Segment Start: ENTRIES SHOWN
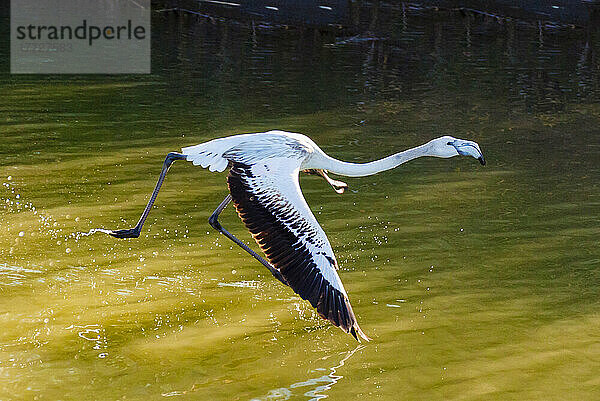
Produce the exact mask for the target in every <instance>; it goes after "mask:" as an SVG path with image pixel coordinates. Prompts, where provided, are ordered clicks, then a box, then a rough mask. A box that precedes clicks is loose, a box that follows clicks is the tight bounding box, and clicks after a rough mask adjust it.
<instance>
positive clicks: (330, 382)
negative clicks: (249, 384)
mask: <svg viewBox="0 0 600 401" xmlns="http://www.w3.org/2000/svg"><path fill="white" fill-rule="evenodd" d="M365 347H366V346H365V345H358V346H357V347H356V348H354V349H353V350H351V351H348V352H346V353H342V354H341V355H344V357H343V358H342V359H341V360H340V362H339V363H338V364H337V365H335V366H332V367H330V368H329V374H326V375H322V376H317V377H314V378H312V379H308V380H305V381H301V382H297V383H294V384H292V385H290V386H289V387H281V388H277V389H274V390H271V391H269V393H268V394H267V395H266V396H265V397H262V398H257V399H254V400H252V401H257V400H287V399H289V398H291V397H292V396H293V395H294V389H297V388H302V387H311V390H309V391H307V392H305V393H304V395H305V396H306V397H310V398H309V399H310V400H311V401H314V400H322V399H324V398H327V395H326V394H323V393H324V392H325V391H327V390H329V389H330V388H332V387H333V385H334V384H336V383H337V382H338V381H340V380H341V379H342V378H343V377H344V376H342V375H338V374H337V369H339V368H341V367H342V366H344V364H345V363H346V361H347V360H348V359H350V357H352V355H354V354H355V353H356V352H357V351H359V350H362V349H363V348H365ZM325 370H326V369H323V368H321V369H315V371H316V372H321V371H325Z"/></svg>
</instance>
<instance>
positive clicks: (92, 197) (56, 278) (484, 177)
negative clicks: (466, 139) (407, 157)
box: [0, 14, 600, 400]
mask: <svg viewBox="0 0 600 401" xmlns="http://www.w3.org/2000/svg"><path fill="white" fill-rule="evenodd" d="M467 22H468V24H469V31H468V39H467V35H466V30H465V24H466V23H467ZM467 22H465V20H464V18H461V17H459V16H450V17H449V18H446V19H444V20H442V21H440V20H439V19H436V18H431V19H430V18H428V16H427V15H424V16H423V15H417V16H415V17H414V18H412V19H410V18H409V20H408V22H406V21H404V23H403V25H402V26H401V29H400V28H398V29H397V30H393V29H392V30H391V31H392V32H393V33H392V34H391V38H390V39H388V40H386V41H374V42H373V41H361V42H349V43H341V44H337V45H336V44H335V41H336V39H335V38H331V37H326V36H320V35H319V33H318V32H313V31H310V30H309V31H308V32H305V31H297V30H291V31H290V30H285V29H282V28H277V27H275V28H269V27H263V28H259V29H257V28H255V30H254V31H252V28H247V27H245V26H244V25H235V24H234V25H230V24H228V23H223V22H219V23H217V24H216V25H214V24H212V23H210V22H207V21H204V20H202V19H194V18H186V17H183V16H181V15H172V14H164V15H163V14H157V15H155V16H154V21H153V33H154V35H155V40H154V44H153V74H152V75H150V76H113V77H108V76H107V77H103V76H89V77H85V76H69V77H62V76H49V77H48V76H31V77H28V76H8V75H4V76H3V77H2V80H1V82H0V87H1V91H2V92H1V93H2V96H1V97H0V116H1V121H2V124H1V126H0V135H1V138H2V139H1V140H2V144H1V146H0V185H1V186H0V205H1V206H0V327H1V329H0V399H2V400H21V399H23V400H30V399H38V400H59V399H60V400H88V399H89V400H113V399H115V400H116V399H134V400H135V399H146V400H148V399H152V400H153V399H162V398H173V399H182V400H188V399H189V400H196V399H211V400H213V399H214V400H237V399H239V400H287V399H290V400H308V399H322V398H330V399H332V400H345V399H384V400H398V399H402V400H416V399H421V400H483V399H485V400H488V399H498V400H514V399H527V400H567V399H572V400H591V399H597V398H600V334H599V333H600V302H599V297H600V296H599V286H600V270H599V268H600V249H599V247H598V245H599V244H598V242H599V238H600V235H599V234H600V226H599V223H600V194H599V184H600V175H599V174H598V173H599V171H598V160H599V158H600V142H599V139H598V138H599V137H600V102H599V101H598V100H600V96H599V94H600V90H599V87H600V85H598V82H599V81H598V80H599V76H600V75H599V71H600V68H599V65H600V64H599V60H598V56H597V55H598V51H599V50H598V49H599V47H598V40H597V35H596V36H594V33H593V32H592V33H589V32H582V31H575V32H564V31H561V30H557V31H550V32H545V33H544V35H545V36H543V37H542V35H541V33H540V32H538V31H537V30H536V29H533V28H531V27H528V26H526V25H524V26H520V25H518V24H514V25H511V26H504V25H502V26H497V25H495V24H496V23H495V22H494V21H493V20H485V19H483V20H482V19H471V20H469V21H467ZM407 23H408V25H406V24H407ZM394 26H395V25H393V24H392V28H393V27H394ZM490 30H491V33H490ZM274 128H278V129H284V130H289V131H297V132H303V133H305V134H307V135H309V136H310V137H311V138H312V139H313V140H314V141H315V142H317V143H318V144H320V145H321V147H322V148H323V149H324V150H325V151H326V152H328V153H329V154H330V155H332V156H334V157H337V158H339V159H343V160H348V161H355V162H357V161H369V160H372V159H375V158H379V157H383V156H386V155H388V154H391V153H394V152H396V151H399V150H402V149H405V148H408V147H412V146H416V145H419V144H421V143H423V142H425V141H427V140H429V139H431V138H433V137H437V136H441V135H447V134H449V135H454V136H457V137H461V138H467V139H472V140H476V141H478V142H479V143H480V145H481V147H482V149H483V151H484V153H485V155H486V158H487V160H488V165H487V166H486V167H481V166H480V165H479V164H478V163H477V162H476V161H474V160H472V159H467V158H454V159H449V160H441V159H431V158H429V159H420V160H416V161H413V162H410V163H409V164H406V165H404V166H401V167H399V168H398V169H396V170H393V171H389V172H386V173H382V174H379V175H376V176H372V177H365V178H347V179H346V178H342V179H343V180H344V181H346V182H348V184H349V186H350V188H349V191H347V192H346V193H345V194H343V195H341V196H340V195H337V194H336V193H334V192H333V191H332V190H331V188H330V187H329V186H328V185H327V184H326V183H325V182H324V181H323V180H322V179H320V178H317V177H313V176H307V177H303V178H302V179H301V185H302V188H303V191H304V194H305V196H306V198H307V201H308V203H309V204H310V205H311V207H312V209H313V211H314V213H315V214H316V216H317V219H318V220H319V221H320V223H321V224H322V226H323V227H324V229H325V231H326V232H327V233H328V235H329V239H330V241H331V244H332V246H333V248H334V251H335V252H336V254H337V256H338V259H339V262H340V264H341V270H340V276H341V278H342V281H343V282H344V284H345V286H346V289H347V291H348V293H349V296H350V299H351V301H352V304H353V306H354V310H355V312H356V314H357V317H358V319H359V323H360V324H361V327H362V328H363V330H364V331H365V332H366V333H367V334H368V335H369V336H371V337H372V338H373V341H372V342H370V343H366V344H362V345H359V344H358V343H357V342H355V341H354V339H353V338H352V337H351V336H349V335H346V334H344V333H343V332H342V331H340V330H339V329H337V328H335V327H332V326H331V325H329V324H328V323H326V322H325V321H324V320H322V319H320V318H319V317H318V316H317V315H316V313H315V312H314V311H313V310H312V308H311V307H310V305H309V304H308V303H307V302H305V301H303V300H301V299H300V298H299V297H298V296H296V295H295V294H294V293H293V292H292V291H291V290H290V289H289V288H286V287H284V286H282V285H281V284H280V283H279V282H278V281H276V280H275V279H274V278H273V277H272V276H271V275H270V274H269V272H268V271H266V269H264V267H263V266H261V265H260V264H259V263H257V262H256V261H255V260H254V259H252V258H251V257H249V256H248V255H247V254H245V253H244V252H243V251H242V250H241V249H239V248H238V247H236V246H235V245H234V244H233V243H231V242H230V241H229V240H227V239H226V238H224V237H222V236H220V235H219V234H218V233H216V232H215V231H214V230H212V229H211V228H210V226H209V225H208V223H207V219H208V217H209V215H210V214H211V213H212V211H213V210H214V209H215V207H216V206H217V205H218V204H219V202H220V201H221V200H222V199H223V197H224V196H225V195H226V193H227V189H226V184H225V173H222V174H215V173H210V172H208V171H206V170H203V169H200V168H198V167H194V166H192V165H191V164H189V163H184V162H178V163H175V164H174V166H173V167H172V169H171V171H170V173H169V175H168V176H167V180H166V182H165V185H164V186H163V190H162V192H161V194H160V195H159V198H158V201H157V204H156V207H155V208H154V210H153V211H152V213H151V214H150V217H149V219H148V222H147V223H146V226H145V227H144V230H143V232H142V235H141V237H140V238H139V239H135V240H116V239H114V238H112V237H109V236H106V235H103V234H98V233H97V234H94V235H91V236H85V235H82V233H86V232H88V231H89V230H90V229H93V228H98V227H106V228H127V227H129V226H131V225H133V224H135V222H136V221H137V219H138V217H139V215H140V213H141V211H142V209H143V207H144V205H145V203H146V201H147V199H148V196H149V194H150V192H151V190H152V189H153V186H154V183H155V180H156V178H157V176H158V173H159V171H160V167H161V164H162V161H163V159H164V156H165V155H166V153H168V152H170V151H177V150H178V149H179V148H181V147H182V146H187V145H190V144H196V143H200V142H202V141H206V140H209V139H212V138H216V137H220V136H225V135H229V134H233V133H238V132H256V131H265V130H269V129H274ZM221 221H222V223H223V225H224V226H225V227H226V228H228V229H230V230H231V231H232V232H233V233H234V234H235V235H237V236H239V237H241V238H243V239H244V240H245V241H247V242H248V243H251V242H252V240H251V238H250V236H249V235H248V234H247V232H246V230H245V228H244V227H243V225H242V224H241V222H240V221H239V219H238V217H237V216H236V214H235V212H234V211H233V209H232V208H228V209H226V211H225V212H224V213H223V215H222V217H221ZM252 245H253V246H254V244H252Z"/></svg>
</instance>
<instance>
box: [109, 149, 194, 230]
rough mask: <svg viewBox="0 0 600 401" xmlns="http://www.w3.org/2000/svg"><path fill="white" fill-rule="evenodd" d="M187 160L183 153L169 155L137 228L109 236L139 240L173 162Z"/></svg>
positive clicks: (129, 228)
mask: <svg viewBox="0 0 600 401" xmlns="http://www.w3.org/2000/svg"><path fill="white" fill-rule="evenodd" d="M185 158H186V157H185V155H182V154H181V153H169V154H168V155H167V157H166V158H165V162H164V163H163V168H162V171H161V172H160V176H159V177H158V182H157V183H156V187H154V192H152V196H150V200H149V201H148V204H147V205H146V208H145V209H144V213H142V216H141V217H140V220H139V221H138V223H137V224H136V225H135V227H133V228H127V229H124V230H113V231H110V232H109V233H108V234H110V235H112V236H113V237H116V238H137V237H139V236H140V232H141V231H142V226H143V225H144V222H145V221H146V218H147V217H148V213H150V210H151V209H152V205H153V204H154V201H155V200H156V197H157V196H158V191H160V187H161V185H162V183H163V181H164V180H165V176H166V175H167V172H168V171H169V167H171V164H173V162H174V161H175V160H185Z"/></svg>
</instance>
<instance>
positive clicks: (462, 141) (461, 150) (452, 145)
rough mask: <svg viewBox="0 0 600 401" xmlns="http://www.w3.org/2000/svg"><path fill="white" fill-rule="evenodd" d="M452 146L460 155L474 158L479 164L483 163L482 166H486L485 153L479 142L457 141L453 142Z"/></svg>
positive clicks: (452, 143) (451, 142)
mask: <svg viewBox="0 0 600 401" xmlns="http://www.w3.org/2000/svg"><path fill="white" fill-rule="evenodd" d="M451 144H452V146H454V148H455V149H456V151H457V152H458V154H459V155H462V156H471V157H474V158H475V159H477V160H479V163H481V165H482V166H485V158H484V157H483V152H482V151H481V149H480V148H479V145H478V144H477V142H473V141H463V140H456V141H454V142H451Z"/></svg>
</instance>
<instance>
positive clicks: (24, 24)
mask: <svg viewBox="0 0 600 401" xmlns="http://www.w3.org/2000/svg"><path fill="white" fill-rule="evenodd" d="M10 50H11V51H10V70H11V73H13V74H132V73H133V74H149V73H150V0H59V1H57V0H12V1H11V20H10Z"/></svg>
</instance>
Segment End: ENTRIES SHOWN
▶ _TO-DO ITEM_
Please retype the rows from their very beginning through the line holding "negative clicks: (249, 384)", inclusive, and leave the pictures out.

▶ _FINISHED EXERCISE_
Produce the exact mask for the target in every <instance>; it goes after "mask:" as an SVG path with image pixel coordinates. Prompts, where provided, are ordered clicks, then a box, then a rough mask. A box that precedes clicks is loose, a box that follows clicks is the tight bounding box, and clicks after a rough mask adjust it.
<instance>
positive clicks: (330, 382)
negative clicks: (249, 384)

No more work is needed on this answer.